Task> The expected answer is the set of lines in the data below between the line holding "Where can the white linen" and the line holding "Where can the rosemary leaf", inclusive, written out exactly.

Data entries
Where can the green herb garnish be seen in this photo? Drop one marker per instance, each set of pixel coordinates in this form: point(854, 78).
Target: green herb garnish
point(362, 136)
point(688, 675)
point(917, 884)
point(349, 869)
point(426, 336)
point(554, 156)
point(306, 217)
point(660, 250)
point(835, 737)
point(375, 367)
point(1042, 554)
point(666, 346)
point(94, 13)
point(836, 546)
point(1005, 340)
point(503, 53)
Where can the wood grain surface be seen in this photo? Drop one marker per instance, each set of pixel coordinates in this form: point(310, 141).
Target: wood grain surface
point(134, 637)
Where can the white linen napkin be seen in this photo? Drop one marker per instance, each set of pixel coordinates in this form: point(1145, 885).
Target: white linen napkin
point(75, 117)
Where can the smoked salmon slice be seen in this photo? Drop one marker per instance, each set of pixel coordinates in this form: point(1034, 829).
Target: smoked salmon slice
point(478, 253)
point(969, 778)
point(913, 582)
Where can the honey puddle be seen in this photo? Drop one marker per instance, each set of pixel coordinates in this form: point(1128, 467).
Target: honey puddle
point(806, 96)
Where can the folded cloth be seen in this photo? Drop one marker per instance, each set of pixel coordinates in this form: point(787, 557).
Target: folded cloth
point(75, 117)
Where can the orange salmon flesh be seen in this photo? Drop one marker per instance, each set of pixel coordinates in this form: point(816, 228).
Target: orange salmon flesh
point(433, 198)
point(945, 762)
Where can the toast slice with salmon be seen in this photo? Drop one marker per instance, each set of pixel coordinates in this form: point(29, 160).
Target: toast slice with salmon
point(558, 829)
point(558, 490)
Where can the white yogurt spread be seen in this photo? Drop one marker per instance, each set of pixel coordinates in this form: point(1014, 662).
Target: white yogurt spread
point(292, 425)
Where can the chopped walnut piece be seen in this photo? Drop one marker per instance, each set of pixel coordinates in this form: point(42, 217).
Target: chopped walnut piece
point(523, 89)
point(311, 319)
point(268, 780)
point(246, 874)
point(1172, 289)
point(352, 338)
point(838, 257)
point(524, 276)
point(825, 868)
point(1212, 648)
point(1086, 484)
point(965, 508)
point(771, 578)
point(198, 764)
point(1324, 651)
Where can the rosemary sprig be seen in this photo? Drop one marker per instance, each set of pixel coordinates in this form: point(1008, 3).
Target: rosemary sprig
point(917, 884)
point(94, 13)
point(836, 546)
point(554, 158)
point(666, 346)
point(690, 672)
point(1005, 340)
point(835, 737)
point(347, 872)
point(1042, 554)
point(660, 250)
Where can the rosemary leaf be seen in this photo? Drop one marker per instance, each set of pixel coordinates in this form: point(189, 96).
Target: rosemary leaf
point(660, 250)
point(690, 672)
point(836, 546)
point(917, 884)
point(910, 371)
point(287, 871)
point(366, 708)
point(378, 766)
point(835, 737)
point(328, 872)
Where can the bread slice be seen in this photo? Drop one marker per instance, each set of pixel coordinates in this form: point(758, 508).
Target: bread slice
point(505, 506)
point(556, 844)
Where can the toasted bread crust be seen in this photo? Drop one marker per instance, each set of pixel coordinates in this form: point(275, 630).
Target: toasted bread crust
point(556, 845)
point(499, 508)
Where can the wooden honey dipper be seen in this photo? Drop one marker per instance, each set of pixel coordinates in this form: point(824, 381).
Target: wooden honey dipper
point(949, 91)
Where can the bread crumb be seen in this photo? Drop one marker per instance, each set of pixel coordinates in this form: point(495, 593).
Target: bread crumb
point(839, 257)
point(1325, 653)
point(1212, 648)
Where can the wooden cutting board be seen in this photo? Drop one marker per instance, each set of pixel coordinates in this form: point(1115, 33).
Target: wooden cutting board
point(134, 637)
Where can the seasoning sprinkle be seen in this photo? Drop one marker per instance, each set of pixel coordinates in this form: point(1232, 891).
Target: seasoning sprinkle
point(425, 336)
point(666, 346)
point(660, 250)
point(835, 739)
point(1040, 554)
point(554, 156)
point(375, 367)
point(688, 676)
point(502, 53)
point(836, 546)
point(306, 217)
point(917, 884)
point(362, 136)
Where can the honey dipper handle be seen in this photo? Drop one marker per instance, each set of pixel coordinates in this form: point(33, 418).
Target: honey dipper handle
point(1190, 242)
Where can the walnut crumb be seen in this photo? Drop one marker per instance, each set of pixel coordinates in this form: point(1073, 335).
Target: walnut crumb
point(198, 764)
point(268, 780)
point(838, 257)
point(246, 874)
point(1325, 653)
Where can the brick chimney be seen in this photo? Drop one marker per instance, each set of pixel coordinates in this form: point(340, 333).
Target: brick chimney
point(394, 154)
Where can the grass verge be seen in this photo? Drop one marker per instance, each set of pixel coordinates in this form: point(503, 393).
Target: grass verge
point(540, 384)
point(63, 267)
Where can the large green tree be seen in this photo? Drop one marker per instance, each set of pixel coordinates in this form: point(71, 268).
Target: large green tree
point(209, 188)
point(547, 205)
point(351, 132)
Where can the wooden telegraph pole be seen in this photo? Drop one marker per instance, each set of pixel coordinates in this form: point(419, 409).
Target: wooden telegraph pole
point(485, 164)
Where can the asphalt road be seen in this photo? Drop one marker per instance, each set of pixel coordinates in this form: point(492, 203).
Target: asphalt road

Expected output>
Where can the white linen napkin be seen in this photo? Drop one marker per instance, each set of pixel coordinates in this form: point(1145, 885).
Target: white linen napkin
point(75, 117)
Where can the smoked salmon slice be seen in this photo? Drop one marker per instance, each set of pixel coordinates in this form: point(1034, 829).
Target: smoked salmon slice
point(478, 253)
point(969, 778)
point(913, 582)
Where can the honey puddle be seen in this photo? Drop one marker per instance, each set of pixel coordinates in this form: point(1128, 467).
Target: honey puddle
point(806, 96)
Where can the folded cloth be seen in this photo? Drop one marker per instance, each set of pixel coordinates in this form: point(787, 557).
Target: folded cloth
point(75, 117)
Where can the orange salmon flesh be seen in this photo? Drop one marker per instance, each set of pixel coordinates in this form: point(816, 228).
Target: orange salmon flesh
point(433, 198)
point(945, 762)
Where can the toast slice with salmon be seen in this photo? Drop one marker per instance, each set of pixel coordinates in this form: point(29, 160).
Target: toast slice with salmon
point(558, 829)
point(558, 490)
Where can the white yogurt spread be seen in this photo? Drop one marker per instance, each set of pixel coordinates in this form: point(1014, 662).
Target: white yogurt spread
point(292, 425)
Where can the chopped walnut piece be seen in this photo? Drop one marker per instance, each set of pixel coordinates in this form: point(42, 217).
Target: chopped walnut piece
point(523, 89)
point(311, 319)
point(268, 780)
point(246, 874)
point(1172, 289)
point(352, 338)
point(838, 257)
point(524, 276)
point(825, 868)
point(1212, 648)
point(1086, 484)
point(965, 508)
point(771, 578)
point(198, 764)
point(1324, 651)
Where can the rosemary sprig be seen in this photo? Drop one marker per instance, each set of pixel coordinates in this form: point(1008, 3).
Target: rosemary sprig
point(917, 884)
point(94, 13)
point(836, 546)
point(554, 158)
point(666, 346)
point(690, 672)
point(1005, 340)
point(835, 737)
point(347, 872)
point(1042, 554)
point(660, 250)
Where can the rosemary leaf be seen in this photo? Drop one marker per instance, each set of pixel coordinates in this form: point(189, 96).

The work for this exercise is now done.